* Selected text *
*****

Al Jazeera6 days ago
Indian tax authorities and market regulator are considering widening their probe of United States trading giant Jane Street Group to investigate it for tax evasion in addition to an earlier charge of price rigging in the Bombay Stock Exchange's benchmark Sensex, according to media reports.
The tax evasion charge comes on the heels of market regulator, the Securities and Exchange Board of India (SEBI), seizing 48.43 billion rupees ($570m) and banning four Jane Street-related entities from operating in the market for alleged price manipulation in the National Stock Exchange (NSE).
SEBI's order has roiled the Indian markets, raising questions about regulator surveillance and investor protection in the world's largest options trading market. Trading in India's weekly equity index options has slumped by a third on the ban on Jane Street, the Reuters news agency reported on Thursday.
Trading of equity options lets investors buy or sell a stock at a predetermined price and date. As the Indian market rapidly grew to handle more than half of all global options trades, retail investors entered the market too.
Questions of price manipulation have dogged this rapid rise but remained vacuous until a New York court case in April 2024, where Jane Street alleged that its rival, Millennium Partners, had stolen its algorithms that helped it make in the Indian options market. A whistleblower, Mayank Bansal, then made presentations to SEBI showing Jane Street's trading patterns. Bansal had agreed to speak to Al Jazeera about his interaction with SEBI on the matter, but then backtracked.
On July 3, in a detailed interim order, the regulator said that 'by preponderance of probability, there is no economic rationale that can account for this sudden burst of large and aggressive activity … other than the intent to manipulate the price of securities and index benchmark'.
SEBI has alleged that Jane Street accumulated large long positions in stocks that are a part of the NSE's Bank Index and built large short positions in index options at the start of trade. Around market closing time, it would reverse its trades in the cash and futures segments, pushing down the index and earning large profits in the options segment.
This activity was blurred by its offshore entities making some of these trades.
'Lawyers [can] push back with SEBI on jurisdiction-related issues, but when underlying [Indian] securities are issued, SEBI can take action,' Joby Mathew, managing partner at the law firm Joby Mathew and Associates and a former legal officer at SEBI, told Al Jazeera.

*****

* Exercises to complete *
[1] Answer the following from the article on the Jane Street probe in India.
(a) How much money did SEBI seize?
(b) By how much has trading in India's weekly equity index options slumped?
(c) Which rival did Jane Street accuse in the New York court case of stealing its algorithms?
[2] Copy the passage of the article on the Jane Street probe from "Questions of price" to "but then backtracked.".
The entries play no part in any of these tasks.

* Excerpted data *
*****

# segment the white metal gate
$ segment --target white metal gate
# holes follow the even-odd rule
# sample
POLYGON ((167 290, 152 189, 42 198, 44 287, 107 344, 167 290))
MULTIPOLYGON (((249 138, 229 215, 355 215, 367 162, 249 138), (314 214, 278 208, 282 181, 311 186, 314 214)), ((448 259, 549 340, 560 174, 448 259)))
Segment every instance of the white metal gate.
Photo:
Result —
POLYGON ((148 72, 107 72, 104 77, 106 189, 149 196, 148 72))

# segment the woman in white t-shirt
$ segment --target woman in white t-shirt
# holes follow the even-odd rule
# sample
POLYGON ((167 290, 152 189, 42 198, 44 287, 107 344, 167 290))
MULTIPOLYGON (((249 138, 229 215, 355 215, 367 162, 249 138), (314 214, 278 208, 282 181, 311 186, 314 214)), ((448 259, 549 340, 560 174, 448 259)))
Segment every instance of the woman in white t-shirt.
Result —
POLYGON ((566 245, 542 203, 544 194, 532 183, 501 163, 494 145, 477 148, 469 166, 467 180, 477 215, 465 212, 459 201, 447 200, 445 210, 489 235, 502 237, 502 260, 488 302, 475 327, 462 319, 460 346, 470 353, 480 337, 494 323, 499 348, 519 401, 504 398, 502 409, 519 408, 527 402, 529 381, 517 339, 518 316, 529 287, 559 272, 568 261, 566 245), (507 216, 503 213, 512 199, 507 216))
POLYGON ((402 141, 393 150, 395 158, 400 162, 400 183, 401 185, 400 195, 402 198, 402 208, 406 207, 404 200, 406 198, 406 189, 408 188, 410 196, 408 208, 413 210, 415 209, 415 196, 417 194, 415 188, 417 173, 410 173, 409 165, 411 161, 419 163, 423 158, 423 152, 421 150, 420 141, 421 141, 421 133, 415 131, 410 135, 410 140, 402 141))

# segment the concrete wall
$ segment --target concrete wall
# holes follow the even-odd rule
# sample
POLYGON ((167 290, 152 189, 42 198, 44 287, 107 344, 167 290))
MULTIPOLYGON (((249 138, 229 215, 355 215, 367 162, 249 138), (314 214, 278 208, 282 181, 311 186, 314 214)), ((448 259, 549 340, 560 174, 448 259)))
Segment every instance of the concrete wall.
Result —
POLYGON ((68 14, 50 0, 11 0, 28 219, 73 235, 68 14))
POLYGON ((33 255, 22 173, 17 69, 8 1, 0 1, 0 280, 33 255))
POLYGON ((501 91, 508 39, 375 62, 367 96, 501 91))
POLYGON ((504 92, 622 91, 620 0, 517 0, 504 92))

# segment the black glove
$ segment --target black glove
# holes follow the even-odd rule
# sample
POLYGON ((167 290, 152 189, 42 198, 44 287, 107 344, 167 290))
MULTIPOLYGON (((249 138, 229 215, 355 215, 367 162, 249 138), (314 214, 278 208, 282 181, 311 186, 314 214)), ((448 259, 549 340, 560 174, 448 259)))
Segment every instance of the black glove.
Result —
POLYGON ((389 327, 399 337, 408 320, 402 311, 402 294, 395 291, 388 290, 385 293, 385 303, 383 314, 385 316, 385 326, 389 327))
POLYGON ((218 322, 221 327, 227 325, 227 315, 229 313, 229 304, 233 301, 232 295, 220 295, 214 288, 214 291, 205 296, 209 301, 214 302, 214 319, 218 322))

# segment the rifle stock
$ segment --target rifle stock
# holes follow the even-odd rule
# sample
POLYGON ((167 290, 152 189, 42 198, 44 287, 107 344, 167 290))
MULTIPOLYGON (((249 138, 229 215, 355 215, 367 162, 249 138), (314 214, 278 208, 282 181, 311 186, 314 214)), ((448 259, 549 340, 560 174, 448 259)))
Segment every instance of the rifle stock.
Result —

*****

* Solutions to the tasks *
[1]
(a) 48.43 billion rupees ($570m)
(b) By a third
(c) Millennium Partners

[2]
Questions of price manipulation have dogged this rapid rise but remained vacuous until a New York court case in April 2024, where Jane Street alleged that its rival, Millennium Partners, had stolen its algorithms that helped it make in the Indian options market. A whistleblower, Mayank Bansal, then made presentations to SEBI showing Jane Street's trading patterns. Bansal had agreed to speak to Al Jazeera about his interaction with SEBI on the matter, but then backtracked.